*PASSAGE TO READ*

* * *

Q: What if I don't have insurance? 


You wouldn't be able to shop for insurance in the Oregon exchange until 2014. If you are earning up to 133 percent of the federal poverty level ($22,050 for a family of four), you would be eligible for Medicaid, the government health insurance program that helps pay for the Oregon Health Plan. That would open the plan to more foster children, families on welfare, and low-income adults.

Federal tax credits also would be available to subsidize people with incomes up to 400 percent of the poverty level. But the subsidies taper off substantially for middle-class families. For example, a family of four with an income of $66,000 a year would qualify for a small tax credit but still have to spend about 10 percent of its income on premiums.


Q: When will insurance companies be barred from denying me insurance for a pre-existing condition? 

The legislation bars insurers six months after enactment from denying coverage to children based on a pre-existing condition. Insurers can keep denying adults, however, until 2014.

Insurers could not charge higher premiums for pre-existing conditions or gender. Insurers only would be able to vary premiums on the basis of family structure, geography, tobacco use, participation in health promotion programs and age. Insurers could charge older people no more than three times what they charge the young.


Q: How would the bill affect my Medicare? 

You would see no change in your guaranteed benefits. Medicare Advantage (Part C) plans, managed health care versions of Medicare, would see a 14 percent cut in federal subsidies. But that would be offset for Oregon plans because of additional federal funds the state would receive to reward efficiency and to help rural areas, says Jerry Cohen, director of AARP in Oregon.

* * *

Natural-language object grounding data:
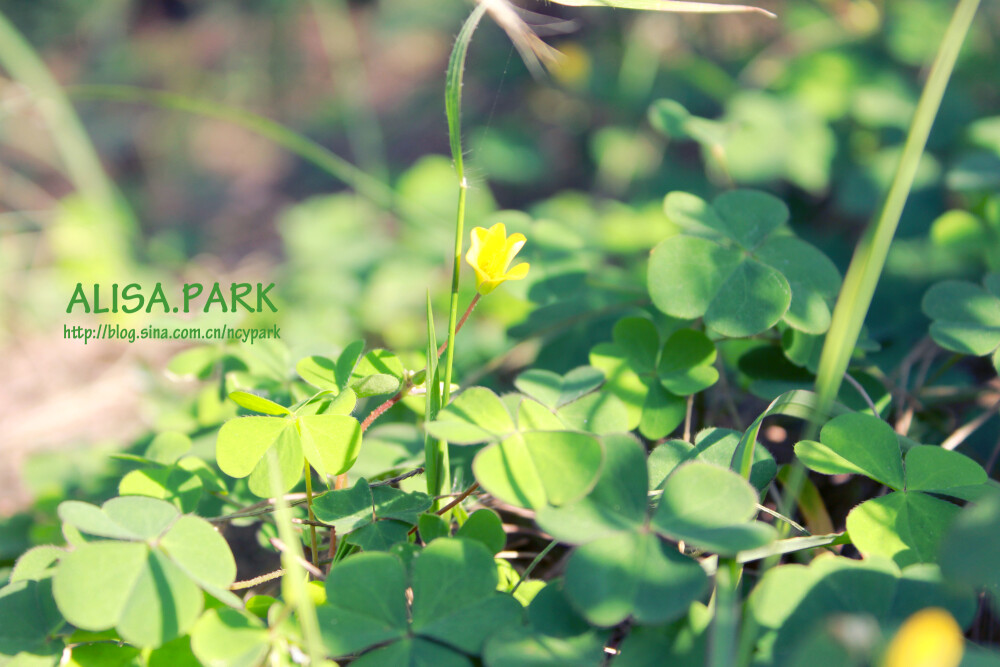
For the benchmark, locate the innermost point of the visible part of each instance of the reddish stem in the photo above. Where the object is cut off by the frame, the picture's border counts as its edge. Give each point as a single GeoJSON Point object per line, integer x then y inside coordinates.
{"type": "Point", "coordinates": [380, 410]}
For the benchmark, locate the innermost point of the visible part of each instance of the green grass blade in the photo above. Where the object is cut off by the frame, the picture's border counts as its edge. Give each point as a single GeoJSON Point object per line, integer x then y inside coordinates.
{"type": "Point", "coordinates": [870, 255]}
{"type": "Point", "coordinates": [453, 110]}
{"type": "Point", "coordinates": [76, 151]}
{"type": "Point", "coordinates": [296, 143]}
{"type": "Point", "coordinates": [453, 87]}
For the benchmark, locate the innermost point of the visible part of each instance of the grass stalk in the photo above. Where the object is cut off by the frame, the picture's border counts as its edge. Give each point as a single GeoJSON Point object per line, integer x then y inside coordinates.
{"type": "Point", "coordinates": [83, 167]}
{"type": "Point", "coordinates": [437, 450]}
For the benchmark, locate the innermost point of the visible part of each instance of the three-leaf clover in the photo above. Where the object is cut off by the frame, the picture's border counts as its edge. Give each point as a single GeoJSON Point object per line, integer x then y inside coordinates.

* * *

*DIRECTIONS*
(1) According to the health care bill Q&A, what is the most insurers could charge older people compared with the young?
(2) List every factor that the health care bill Q&A says insurers would be allowed to use to vary premiums.
(3) Please write the next part of the health care bill Q&A, starting after its final sentence.

*EXPECTED RESULTS*
(1) No more than three times what they charge the young.

(2) Family structure, geography, tobacco use, participation in health promotion programs, and age.

(3)
Brand-name prescription drug costs would be cut by 50 percent in 2010. The Medicare Part D drug coverage gap would be narrowed by $500 in 2010. The gap, the so-called doughnut hole, begins when total annual drug costs reach $2,700 and ends when they hit $6,154, after which Medicare coverage resumes.

Beginning Jan. 1, 2011, Medicare beneficiaries will receive a free annual wellness visit and will have all cost-sharing waived for prevention services. Medicare payments also would be adjusted for regional disparities that would benefit Oregon health providers.


Q: What about my taxes? 

Most people would see no tax increases under the Senate bill. Medicare payroll taxes would be raised 2.35 percent on incomes over $200,000 a year for individuals and $250,000 for couples.

The bill also would impose a 10 percent tax on tanning salons and a 40 percent excise tax on employer-sponsored group health plans with high premiums, the so-called "Cadillac plans." Those generally involve premiums above $8,500 for individuals and $23,000 for family coverage. The tax is effective in 2013.


Q: How will this bill affect employers? 

Employers are not explicitly required to offer coverage, but those with more than 50 employees must pay a tax of $750 per employee if any of their workers get subsidized health care coverage in the exchange. A tax credit for up to 50 percent of total health insurance premiums will be available to small businesses with fewer than 25 workers whose average wage falls under $50,000.


Q: Will I have to buy insurance if I don't have it? 

Yes, if you do not get insurance through an employer, you must shop in the exchange, unless you qualify for Medicare or Medicaid. If you don't buy insurance, you would be fined $95 in 2014, $495 in 2015 and $750 in 2016.

Exceptions are made for religious objectors or those under the federal poverty level.


Q: Can I wait until I get sick to buy insurance? 

Yes, starting in 2014. But you would have to pay the annual fine.


Q: What happened to the "death panels"?

Neither the Senate nor the House health care reform bill calls for boards that would decide who gets critical or end-of-life care.


Q: What about coverage for abortions? 

The Senate bill would allow states to prohibit abortion coverage in the benefit plans offered by insurance companies in their exchanges.

In state exchanges that allow abortion coverage, people receiving subsidies on their insurance would have to pay for abortion coverage in a separate premium. Insurers would have to keep money collected for abortion coverage in separate accounts segregated from federal funds.